# WRITTEN INSTRUCTION
Keep the pictures out and restate every record exactly.

# RECORDED INFORMATION
◇ ◇ ◇
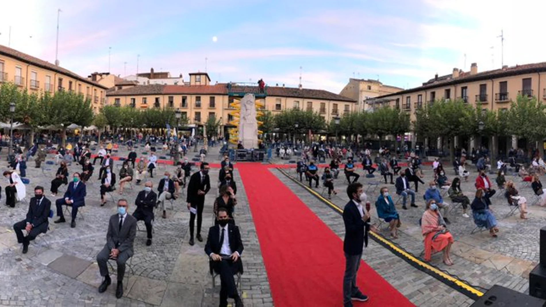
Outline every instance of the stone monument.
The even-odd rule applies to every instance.
[[[239,111],[239,140],[246,149],[258,148],[258,121],[253,94],[246,94],[241,100]]]

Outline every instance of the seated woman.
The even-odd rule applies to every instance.
[[[322,185],[328,188],[328,198],[332,197],[332,192],[334,195],[337,195],[337,192],[334,189],[334,176],[330,172],[330,167],[324,168],[324,173],[322,174]]]
[[[462,206],[462,216],[464,218],[470,218],[470,216],[466,213],[466,209],[470,204],[470,200],[468,197],[465,195],[461,190],[461,179],[459,177],[455,177],[453,182],[451,184],[451,186],[448,190],[447,194],[449,195],[449,198],[453,202],[460,202]]]
[[[518,194],[518,190],[514,186],[514,183],[509,181],[506,183],[506,198],[508,200],[510,206],[519,206],[519,217],[524,220],[526,220],[525,213],[527,213],[527,200],[523,196],[520,196]],[[514,201],[517,201],[516,203]]]
[[[394,207],[393,199],[389,195],[389,189],[386,186],[381,188],[380,194],[376,201],[377,216],[389,223],[390,236],[394,239],[398,238],[398,228],[400,227],[400,217]]]
[[[133,168],[129,166],[129,162],[124,161],[120,170],[120,195],[123,192],[123,186],[126,182],[133,180]]]
[[[540,205],[541,207],[546,206],[546,189],[542,188],[542,183],[541,182],[541,178],[538,175],[536,174],[533,176],[532,181],[531,182],[531,187],[533,188],[533,191],[537,195],[541,196]]]
[[[55,174],[55,178],[51,180],[51,188],[50,190],[51,191],[52,196],[56,196],[58,192],[59,186],[61,184],[68,184],[68,168],[67,167],[67,164],[64,161],[61,162],[61,166],[57,170],[57,173]]]
[[[430,261],[432,251],[443,252],[443,263],[452,266],[453,262],[449,257],[453,237],[446,226],[438,205],[434,200],[426,203],[426,210],[421,218],[421,233],[425,244],[425,261]]]
[[[232,189],[231,186],[228,185],[222,185],[220,187],[220,190],[219,192],[219,195],[216,199],[214,201],[214,207],[213,211],[214,215],[217,215],[218,214],[218,209],[220,208],[224,208],[227,209],[228,216],[229,216],[230,221],[233,221],[233,224],[235,224],[235,221],[233,220],[233,211],[235,209],[235,206],[237,204],[237,198],[235,198],[235,195],[233,194],[233,190]],[[218,225],[218,221],[215,220],[215,225]]]
[[[483,189],[478,189],[476,191],[476,197],[470,204],[472,209],[472,216],[474,218],[474,224],[478,227],[484,227],[489,230],[489,233],[494,238],[497,237],[497,220],[489,210],[489,206],[484,197],[485,193]]]
[[[497,179],[496,179],[497,182],[497,186],[498,188],[505,189],[506,188],[505,185],[506,183],[506,179],[505,178],[505,171],[502,170],[499,170],[498,172],[497,173]]]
◇ ◇ ◇
# FINISHED ANSWER
Outline every instance of the stone monument.
The even-odd rule applies to every instance.
[[[239,111],[239,140],[246,149],[258,148],[258,121],[253,94],[246,94],[241,100]]]

Outline every instance of the seated woman.
The even-odd rule applies to every instance.
[[[322,185],[328,188],[328,198],[332,197],[332,192],[334,195],[337,195],[337,192],[334,189],[334,176],[330,172],[330,167],[324,168],[324,173],[322,174]]]
[[[462,206],[462,216],[464,218],[470,218],[470,216],[466,213],[466,209],[470,204],[470,200],[468,197],[465,195],[461,190],[461,179],[459,177],[455,177],[453,182],[451,184],[451,186],[448,190],[447,194],[449,195],[449,198],[453,202],[460,202]]]
[[[518,194],[518,190],[514,186],[514,183],[509,181],[506,183],[506,198],[508,200],[510,206],[519,206],[519,217],[524,220],[526,220],[525,213],[527,213],[527,200],[523,196],[520,196]],[[514,201],[517,201],[516,203]]]
[[[394,207],[393,199],[389,195],[389,189],[386,186],[381,188],[380,194],[376,201],[377,216],[389,223],[390,236],[394,239],[398,238],[398,228],[400,227],[400,217]]]
[[[133,168],[129,166],[129,162],[124,161],[120,170],[120,195],[123,192],[123,186],[126,182],[133,180]]]
[[[540,205],[541,207],[546,206],[546,189],[542,188],[542,183],[541,182],[541,178],[538,175],[536,174],[533,176],[532,181],[531,182],[531,187],[533,188],[533,191],[537,195],[541,196]]]
[[[55,174],[55,178],[51,180],[51,188],[50,190],[51,191],[52,196],[56,196],[58,192],[59,186],[61,184],[68,184],[68,168],[67,167],[67,164],[64,161],[61,162],[61,166],[57,170],[57,173]]]
[[[430,261],[432,251],[443,252],[443,263],[452,266],[453,262],[449,257],[453,237],[446,226],[438,205],[434,200],[426,203],[426,210],[421,218],[421,233],[425,244],[425,261]]]
[[[232,189],[231,186],[228,185],[222,185],[220,187],[220,190],[219,192],[219,195],[216,199],[214,201],[214,207],[213,211],[214,215],[217,215],[218,214],[218,209],[220,208],[224,208],[227,209],[228,216],[229,216],[230,221],[233,221],[233,224],[235,224],[235,221],[233,220],[233,211],[235,209],[235,206],[237,204],[237,198],[235,198],[235,195],[233,194],[233,190]],[[218,225],[218,221],[215,220],[215,225]]]
[[[483,189],[478,189],[476,191],[476,197],[470,204],[472,209],[472,216],[474,218],[474,224],[478,227],[484,227],[489,230],[489,233],[494,238],[497,237],[497,220],[489,210],[489,206],[484,197],[485,193]]]
[[[497,179],[496,179],[497,182],[497,186],[498,188],[505,189],[506,188],[505,185],[506,183],[506,179],[505,178],[505,171],[502,170],[499,170],[498,172],[497,173]]]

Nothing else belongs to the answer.